• [Work to be completed]: Reproduce only the part of the material that opens with the line containing "Given the photograph above, your task is to detect the rower." and closes with the line containing "649,405 -> 738,499", replacing "integer pixel coordinates" with "whole-number pixel coordinates" and keeping everything else the same.

• [Bounding box annotation entries]:
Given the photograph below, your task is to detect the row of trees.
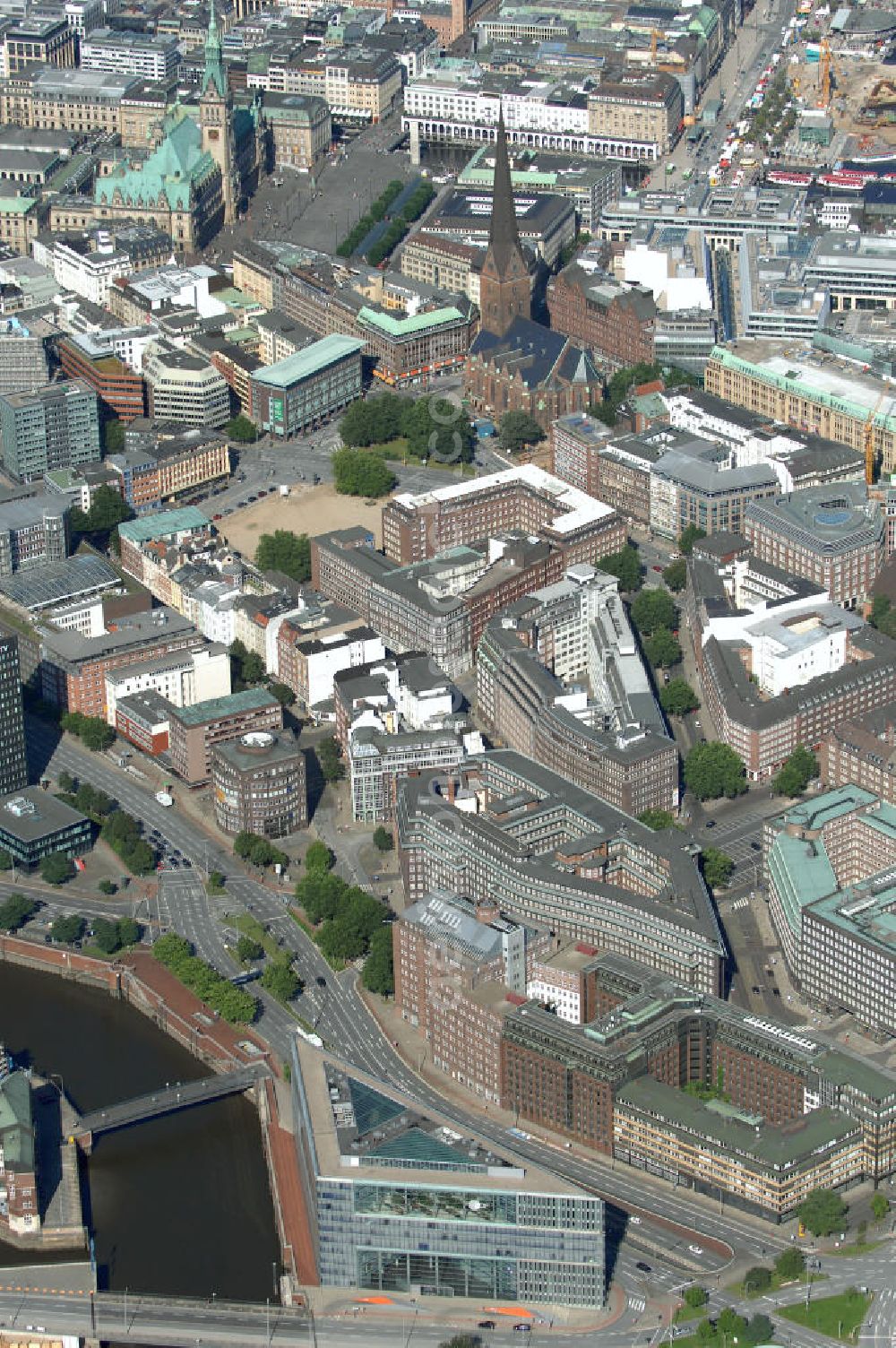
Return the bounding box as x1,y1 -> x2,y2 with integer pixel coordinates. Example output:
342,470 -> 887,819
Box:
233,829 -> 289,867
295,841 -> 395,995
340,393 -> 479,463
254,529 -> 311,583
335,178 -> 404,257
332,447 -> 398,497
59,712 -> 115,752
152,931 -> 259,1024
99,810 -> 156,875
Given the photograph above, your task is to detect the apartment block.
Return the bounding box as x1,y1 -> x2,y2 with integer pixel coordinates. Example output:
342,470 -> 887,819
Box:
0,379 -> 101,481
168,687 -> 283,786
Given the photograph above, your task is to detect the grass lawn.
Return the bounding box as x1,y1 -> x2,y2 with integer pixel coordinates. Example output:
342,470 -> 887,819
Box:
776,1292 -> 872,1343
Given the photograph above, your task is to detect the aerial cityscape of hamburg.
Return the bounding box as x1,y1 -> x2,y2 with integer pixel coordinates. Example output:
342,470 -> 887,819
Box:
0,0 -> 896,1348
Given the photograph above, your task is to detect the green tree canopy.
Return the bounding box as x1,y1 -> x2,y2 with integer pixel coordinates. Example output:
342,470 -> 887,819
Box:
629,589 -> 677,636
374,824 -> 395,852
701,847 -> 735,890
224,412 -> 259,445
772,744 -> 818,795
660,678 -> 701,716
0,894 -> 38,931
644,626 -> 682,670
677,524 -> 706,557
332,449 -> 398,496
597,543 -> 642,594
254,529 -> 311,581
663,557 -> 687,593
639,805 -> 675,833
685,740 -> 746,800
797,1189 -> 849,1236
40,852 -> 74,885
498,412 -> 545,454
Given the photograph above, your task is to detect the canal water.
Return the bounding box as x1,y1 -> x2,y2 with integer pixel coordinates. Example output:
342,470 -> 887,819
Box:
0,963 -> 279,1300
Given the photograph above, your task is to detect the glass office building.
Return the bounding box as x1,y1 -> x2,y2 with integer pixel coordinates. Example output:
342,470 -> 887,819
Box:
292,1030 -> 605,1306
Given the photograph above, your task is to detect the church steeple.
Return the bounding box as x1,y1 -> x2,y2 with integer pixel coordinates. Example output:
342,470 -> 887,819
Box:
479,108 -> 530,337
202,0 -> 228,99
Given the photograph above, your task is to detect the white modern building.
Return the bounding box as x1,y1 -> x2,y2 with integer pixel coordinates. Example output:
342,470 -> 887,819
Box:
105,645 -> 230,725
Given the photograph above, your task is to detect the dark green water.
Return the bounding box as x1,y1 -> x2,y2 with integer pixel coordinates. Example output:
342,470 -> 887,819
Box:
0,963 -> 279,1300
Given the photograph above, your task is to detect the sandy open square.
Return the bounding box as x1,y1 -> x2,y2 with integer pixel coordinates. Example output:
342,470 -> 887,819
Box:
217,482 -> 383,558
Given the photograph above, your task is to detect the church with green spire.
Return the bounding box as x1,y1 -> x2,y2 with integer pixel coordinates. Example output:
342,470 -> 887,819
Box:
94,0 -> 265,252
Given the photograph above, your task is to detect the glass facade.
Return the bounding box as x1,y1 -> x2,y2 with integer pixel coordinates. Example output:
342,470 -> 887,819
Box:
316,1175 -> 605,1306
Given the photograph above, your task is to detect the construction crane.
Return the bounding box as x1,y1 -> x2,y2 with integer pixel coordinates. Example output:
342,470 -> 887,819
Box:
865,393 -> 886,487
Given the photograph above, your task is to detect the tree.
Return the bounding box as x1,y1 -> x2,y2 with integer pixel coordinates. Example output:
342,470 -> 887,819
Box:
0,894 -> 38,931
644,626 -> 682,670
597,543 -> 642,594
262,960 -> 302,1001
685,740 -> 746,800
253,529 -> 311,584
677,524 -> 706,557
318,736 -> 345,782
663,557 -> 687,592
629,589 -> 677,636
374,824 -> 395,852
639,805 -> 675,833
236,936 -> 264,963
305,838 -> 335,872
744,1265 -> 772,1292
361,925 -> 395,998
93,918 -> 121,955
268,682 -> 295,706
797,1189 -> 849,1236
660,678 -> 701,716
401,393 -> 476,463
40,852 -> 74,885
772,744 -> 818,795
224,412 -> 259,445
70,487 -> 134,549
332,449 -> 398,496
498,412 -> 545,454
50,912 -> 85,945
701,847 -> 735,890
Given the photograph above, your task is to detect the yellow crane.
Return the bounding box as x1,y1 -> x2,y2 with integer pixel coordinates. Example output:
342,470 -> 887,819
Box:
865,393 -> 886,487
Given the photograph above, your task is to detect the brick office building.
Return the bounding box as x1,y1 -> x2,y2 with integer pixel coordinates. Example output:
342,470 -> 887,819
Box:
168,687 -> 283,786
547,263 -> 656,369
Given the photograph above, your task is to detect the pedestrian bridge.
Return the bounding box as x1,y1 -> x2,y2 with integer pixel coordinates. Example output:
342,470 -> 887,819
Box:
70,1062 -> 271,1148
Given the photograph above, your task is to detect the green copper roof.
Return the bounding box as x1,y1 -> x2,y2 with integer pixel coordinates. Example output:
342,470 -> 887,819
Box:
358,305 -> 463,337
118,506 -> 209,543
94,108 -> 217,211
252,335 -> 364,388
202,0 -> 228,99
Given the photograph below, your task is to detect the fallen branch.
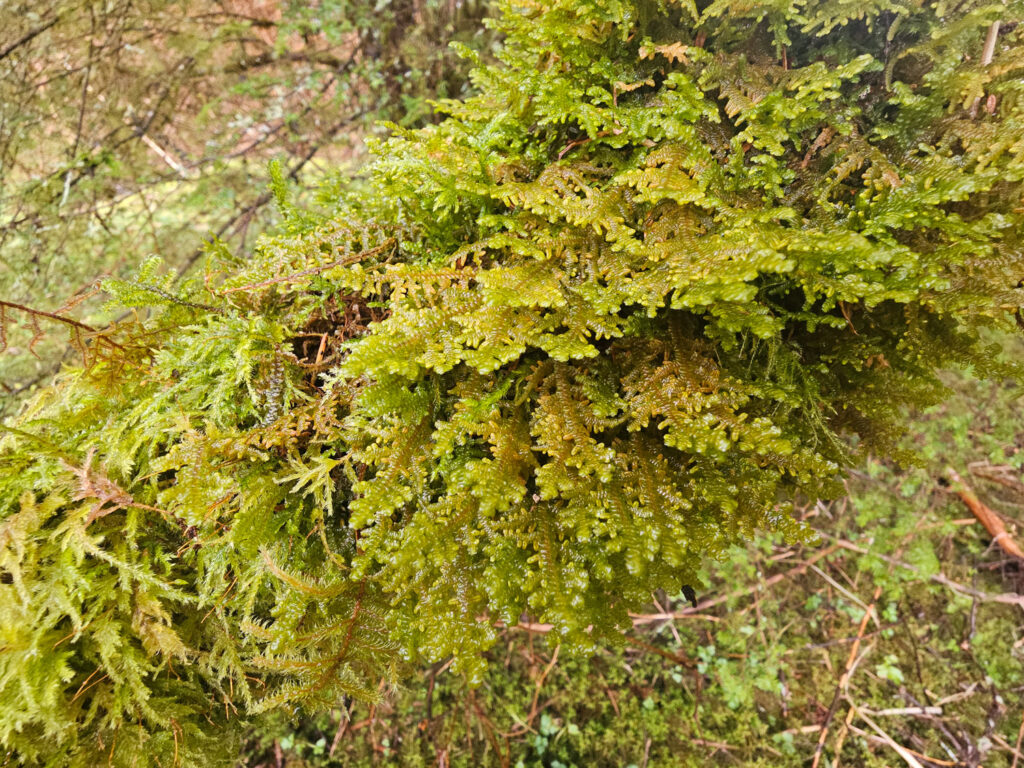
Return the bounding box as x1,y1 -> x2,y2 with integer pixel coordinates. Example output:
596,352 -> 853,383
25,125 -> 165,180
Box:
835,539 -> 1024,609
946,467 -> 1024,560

...

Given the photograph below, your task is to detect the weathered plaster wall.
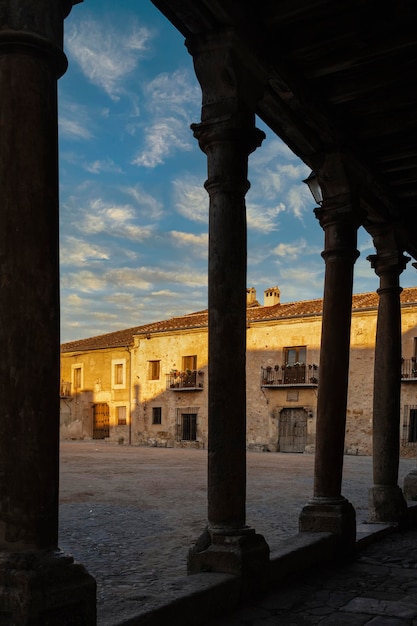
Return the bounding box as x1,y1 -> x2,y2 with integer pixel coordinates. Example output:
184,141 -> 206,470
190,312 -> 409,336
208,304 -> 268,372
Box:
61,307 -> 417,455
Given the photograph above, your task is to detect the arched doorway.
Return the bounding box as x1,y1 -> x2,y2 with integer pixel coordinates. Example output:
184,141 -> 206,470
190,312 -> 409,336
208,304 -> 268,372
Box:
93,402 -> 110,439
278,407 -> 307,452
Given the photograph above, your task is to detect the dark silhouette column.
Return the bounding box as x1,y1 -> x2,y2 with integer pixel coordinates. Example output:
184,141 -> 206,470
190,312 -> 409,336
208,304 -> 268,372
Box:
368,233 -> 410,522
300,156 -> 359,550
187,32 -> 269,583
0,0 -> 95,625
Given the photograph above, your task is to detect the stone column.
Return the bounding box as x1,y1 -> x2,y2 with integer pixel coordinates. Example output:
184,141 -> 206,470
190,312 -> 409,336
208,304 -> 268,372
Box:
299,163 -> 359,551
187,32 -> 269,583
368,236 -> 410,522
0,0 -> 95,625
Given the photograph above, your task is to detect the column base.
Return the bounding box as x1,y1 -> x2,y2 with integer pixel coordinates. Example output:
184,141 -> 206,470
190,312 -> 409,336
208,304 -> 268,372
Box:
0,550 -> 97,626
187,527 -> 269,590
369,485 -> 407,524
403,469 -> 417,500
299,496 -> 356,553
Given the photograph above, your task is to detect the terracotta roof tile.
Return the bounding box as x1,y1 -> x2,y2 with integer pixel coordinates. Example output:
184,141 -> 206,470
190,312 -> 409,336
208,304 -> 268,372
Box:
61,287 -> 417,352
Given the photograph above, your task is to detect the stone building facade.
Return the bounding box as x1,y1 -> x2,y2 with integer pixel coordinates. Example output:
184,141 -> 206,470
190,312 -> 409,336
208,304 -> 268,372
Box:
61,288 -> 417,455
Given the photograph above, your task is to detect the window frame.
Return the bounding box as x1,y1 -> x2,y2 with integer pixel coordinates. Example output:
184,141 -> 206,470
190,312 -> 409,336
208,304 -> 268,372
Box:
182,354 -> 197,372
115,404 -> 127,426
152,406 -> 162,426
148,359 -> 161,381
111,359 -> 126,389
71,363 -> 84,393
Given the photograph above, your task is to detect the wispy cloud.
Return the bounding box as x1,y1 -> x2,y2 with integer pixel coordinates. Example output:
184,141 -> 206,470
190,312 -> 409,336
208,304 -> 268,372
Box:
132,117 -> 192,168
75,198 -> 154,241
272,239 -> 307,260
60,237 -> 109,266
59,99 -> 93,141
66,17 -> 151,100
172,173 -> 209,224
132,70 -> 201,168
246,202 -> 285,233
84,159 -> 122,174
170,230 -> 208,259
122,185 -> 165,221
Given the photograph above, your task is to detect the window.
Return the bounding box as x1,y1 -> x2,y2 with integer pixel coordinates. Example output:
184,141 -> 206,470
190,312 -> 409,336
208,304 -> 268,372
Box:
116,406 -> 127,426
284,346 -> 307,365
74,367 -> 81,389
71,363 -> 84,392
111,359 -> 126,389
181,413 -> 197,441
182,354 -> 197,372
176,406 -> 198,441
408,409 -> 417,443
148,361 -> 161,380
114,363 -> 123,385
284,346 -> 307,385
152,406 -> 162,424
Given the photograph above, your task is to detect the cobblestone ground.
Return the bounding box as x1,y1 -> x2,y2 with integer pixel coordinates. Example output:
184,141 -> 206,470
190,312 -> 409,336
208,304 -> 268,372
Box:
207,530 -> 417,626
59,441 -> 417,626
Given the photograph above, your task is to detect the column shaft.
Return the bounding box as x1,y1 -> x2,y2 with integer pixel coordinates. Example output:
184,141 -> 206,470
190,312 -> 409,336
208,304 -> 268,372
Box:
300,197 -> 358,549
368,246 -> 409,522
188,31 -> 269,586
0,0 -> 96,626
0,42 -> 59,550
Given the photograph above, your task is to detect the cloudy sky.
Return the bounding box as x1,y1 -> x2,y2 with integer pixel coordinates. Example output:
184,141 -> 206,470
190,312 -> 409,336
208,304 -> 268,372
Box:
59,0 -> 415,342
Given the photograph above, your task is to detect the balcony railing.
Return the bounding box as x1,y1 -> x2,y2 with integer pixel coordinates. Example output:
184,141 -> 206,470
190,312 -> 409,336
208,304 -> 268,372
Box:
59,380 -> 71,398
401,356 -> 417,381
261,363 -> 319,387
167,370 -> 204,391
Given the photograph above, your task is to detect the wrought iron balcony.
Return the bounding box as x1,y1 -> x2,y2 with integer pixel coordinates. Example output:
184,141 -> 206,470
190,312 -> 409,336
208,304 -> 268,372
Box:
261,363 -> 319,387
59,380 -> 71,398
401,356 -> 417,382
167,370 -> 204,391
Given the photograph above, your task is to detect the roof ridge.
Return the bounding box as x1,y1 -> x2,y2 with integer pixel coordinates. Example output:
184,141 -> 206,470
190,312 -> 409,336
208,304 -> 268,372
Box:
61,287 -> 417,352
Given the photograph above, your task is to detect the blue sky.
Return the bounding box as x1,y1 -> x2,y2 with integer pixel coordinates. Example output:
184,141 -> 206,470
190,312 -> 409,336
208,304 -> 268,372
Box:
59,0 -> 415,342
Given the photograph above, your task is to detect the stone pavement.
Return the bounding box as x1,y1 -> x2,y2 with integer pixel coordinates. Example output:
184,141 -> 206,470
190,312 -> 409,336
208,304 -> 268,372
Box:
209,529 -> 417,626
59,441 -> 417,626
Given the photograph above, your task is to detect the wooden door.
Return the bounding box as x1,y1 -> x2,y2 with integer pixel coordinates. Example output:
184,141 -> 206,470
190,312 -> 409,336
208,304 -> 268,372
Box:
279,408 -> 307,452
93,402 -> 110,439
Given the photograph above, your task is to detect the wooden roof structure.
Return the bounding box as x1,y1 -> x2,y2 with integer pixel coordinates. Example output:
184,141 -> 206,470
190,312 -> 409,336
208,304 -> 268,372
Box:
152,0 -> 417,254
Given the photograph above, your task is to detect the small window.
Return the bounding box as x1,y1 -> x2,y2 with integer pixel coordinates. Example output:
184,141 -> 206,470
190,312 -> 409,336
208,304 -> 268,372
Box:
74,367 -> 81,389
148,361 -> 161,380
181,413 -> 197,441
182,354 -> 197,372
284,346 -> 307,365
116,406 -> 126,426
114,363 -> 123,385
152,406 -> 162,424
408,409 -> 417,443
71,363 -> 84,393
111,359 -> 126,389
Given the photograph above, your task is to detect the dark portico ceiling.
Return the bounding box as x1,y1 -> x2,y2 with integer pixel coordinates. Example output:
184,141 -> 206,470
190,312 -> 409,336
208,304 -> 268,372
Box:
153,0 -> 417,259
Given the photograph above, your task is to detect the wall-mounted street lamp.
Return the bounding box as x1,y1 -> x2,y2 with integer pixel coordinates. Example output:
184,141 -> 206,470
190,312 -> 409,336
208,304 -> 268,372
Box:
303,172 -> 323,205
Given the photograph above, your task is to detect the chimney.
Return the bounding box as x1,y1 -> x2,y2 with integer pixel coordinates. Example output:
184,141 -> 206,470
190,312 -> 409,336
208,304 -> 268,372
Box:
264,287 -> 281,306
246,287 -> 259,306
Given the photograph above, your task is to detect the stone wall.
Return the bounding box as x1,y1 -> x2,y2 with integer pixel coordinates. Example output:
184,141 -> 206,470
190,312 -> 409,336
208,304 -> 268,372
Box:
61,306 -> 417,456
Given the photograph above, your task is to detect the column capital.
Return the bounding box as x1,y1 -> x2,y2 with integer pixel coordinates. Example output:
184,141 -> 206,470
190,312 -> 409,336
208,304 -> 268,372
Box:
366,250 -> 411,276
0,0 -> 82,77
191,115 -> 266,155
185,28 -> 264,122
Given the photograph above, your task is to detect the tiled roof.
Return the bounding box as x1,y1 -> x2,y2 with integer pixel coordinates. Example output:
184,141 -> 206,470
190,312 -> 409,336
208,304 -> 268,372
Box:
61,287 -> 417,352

==

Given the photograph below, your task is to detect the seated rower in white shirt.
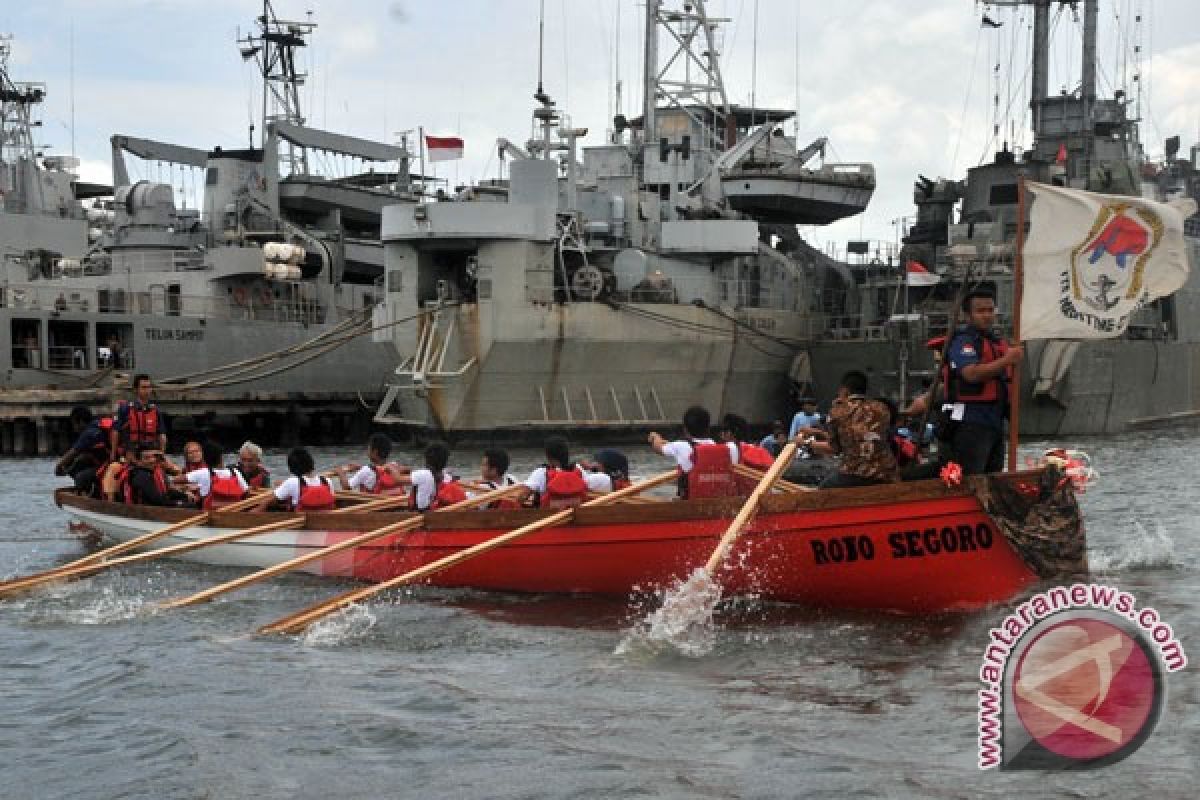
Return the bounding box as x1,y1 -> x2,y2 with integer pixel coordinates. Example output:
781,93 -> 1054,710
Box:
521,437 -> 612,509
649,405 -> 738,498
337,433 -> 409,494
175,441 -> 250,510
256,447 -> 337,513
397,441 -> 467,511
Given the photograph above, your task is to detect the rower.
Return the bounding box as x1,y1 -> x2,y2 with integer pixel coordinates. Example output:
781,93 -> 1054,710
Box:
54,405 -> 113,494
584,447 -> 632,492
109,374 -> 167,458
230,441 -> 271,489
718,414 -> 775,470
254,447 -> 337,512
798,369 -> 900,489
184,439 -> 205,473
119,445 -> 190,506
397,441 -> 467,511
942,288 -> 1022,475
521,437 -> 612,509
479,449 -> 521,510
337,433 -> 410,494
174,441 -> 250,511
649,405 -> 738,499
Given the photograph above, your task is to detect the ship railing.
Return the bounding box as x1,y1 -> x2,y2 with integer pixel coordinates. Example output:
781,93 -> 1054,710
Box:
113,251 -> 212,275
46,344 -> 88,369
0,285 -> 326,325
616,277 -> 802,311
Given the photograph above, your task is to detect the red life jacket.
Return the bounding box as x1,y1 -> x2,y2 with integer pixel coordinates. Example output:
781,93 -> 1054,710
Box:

• [The answer]:
Given the photograph above, your task is to detect the rower.
Return the bounding box as x1,y1 -> x2,y2 with whole-number pixel coordinates. Example output:
781,93 -> 1054,710
Box:
54,405 -> 113,494
584,447 -> 632,492
109,374 -> 167,458
230,441 -> 271,489
718,414 -> 775,470
254,447 -> 337,512
798,369 -> 900,489
184,439 -> 205,473
119,445 -> 190,506
397,441 -> 467,511
942,288 -> 1022,475
521,437 -> 612,509
479,449 -> 521,510
337,433 -> 410,494
174,441 -> 250,511
649,405 -> 738,499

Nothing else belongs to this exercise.